- **DOCUMENT EXCERPT**
Confronting the Challenge of Climate Change

Resolution Adopted by the CCAR


Adopted by the 109th Annual Convention of the

Central Conference of American Rabbis

June, 1998


In December 1997, the nations of the world gathered in Kyoto, Japan to develop a treaty with binding commitments to address the threat of climate change. The International Panel on Climate Change (IPCC), a group of over 2,000 climate scientists from around the world changed to evaluate the data on climate change to inform the treaty negotiations, has documented a number of changes in the earth’s atmosphere that are attributed to human activity

causing elevated levels of carbon dioxide and other greenhouse gasses that are heating the earth’s surface.

We believe that the following principles should serve as the foundation for the development of agreements and policies to address climate change:

Responsibilities to Future Generations: “Therefore choose life, that you and your descendants may live ” (Deuteronomy 30:20) Humankind has solemn obligation to improve the world for future generations. Minimizing climate change requires us to learn how to live within the ecological limits of the earth so that we will not compromise the ecological or economic security of those who come after us.

- **YOUR TASKS**
1. In the climate change resolution, where did the nations of the world gather in December 1997 to develop a treaty?
2. Copy the stretch of the climate change resolution from "Resolution Adopted by" through "the earth’s surface.".
3. How would you condense the paragraph of the climate change resolution beginning "Responsibilities to Future Generations" into a shorter version that keeps its main facts?
The data that comes next is separate material, unrelated to the resolution.

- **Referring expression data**

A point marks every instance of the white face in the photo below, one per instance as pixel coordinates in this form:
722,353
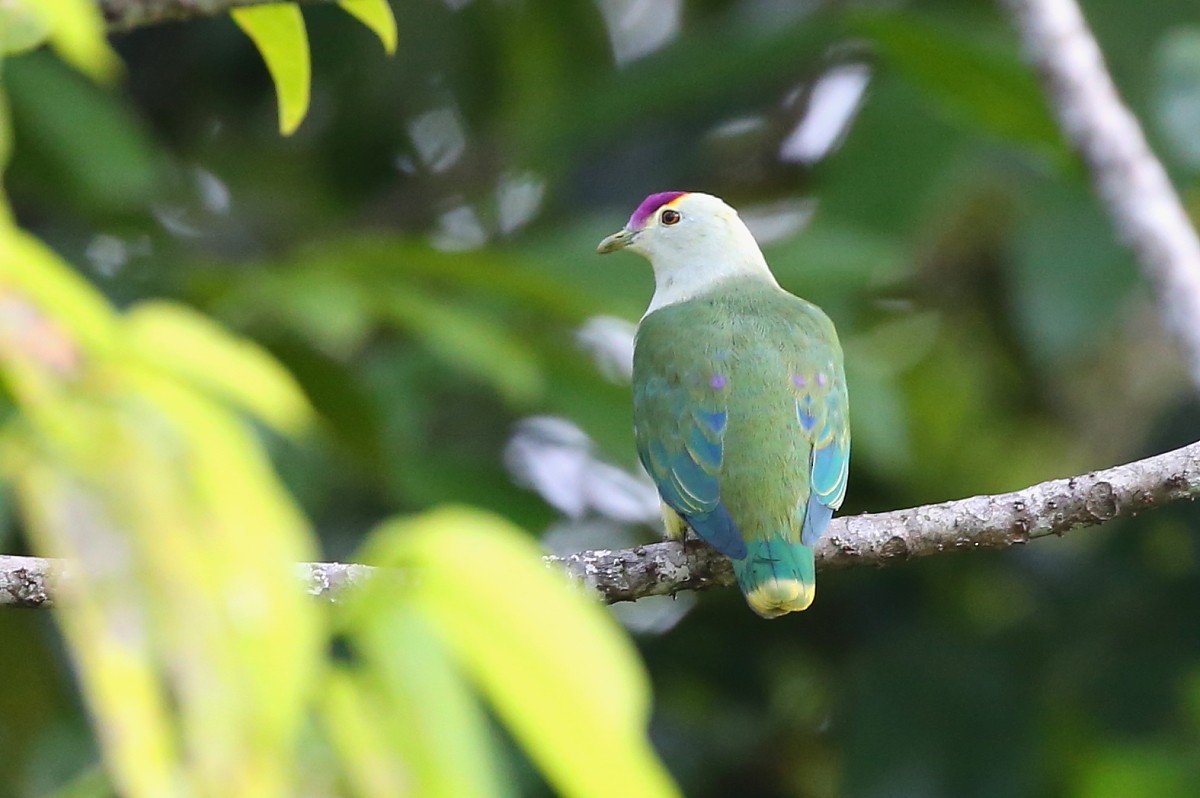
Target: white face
691,241
694,223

- **TASK-BY-TASK RESULTS**
1. Kyoto, Japan.

2.
Resolution Adopted by the CCAR


Adopted by the 109th Annual Convention of the

Central Conference of American Rabbis

June, 1998


In December 1997, the nations of the world gathered in Kyoto, Japan to develop a treaty with binding commitments to address the threat of climate change. The International Panel on Climate Change (IPCC), a group of over 2,000 climate scientists from around the world changed to evaluate the data on climate change to inform the treaty negotiations, has documented a number of changes in the earth’s atmosphere that are attributed to human activity

causing elevated levels of carbon dioxide and other greenhouse gasses that are heating the earth’s surface.

3. Responsibilities to Future Generations: Citing Deuteronomy 30:20, the resolution holds that humankind must improve the world for future generations. Minimizing climate change means living within the earth's ecological limits so that the ecological and economic security of those who come after is not compromised.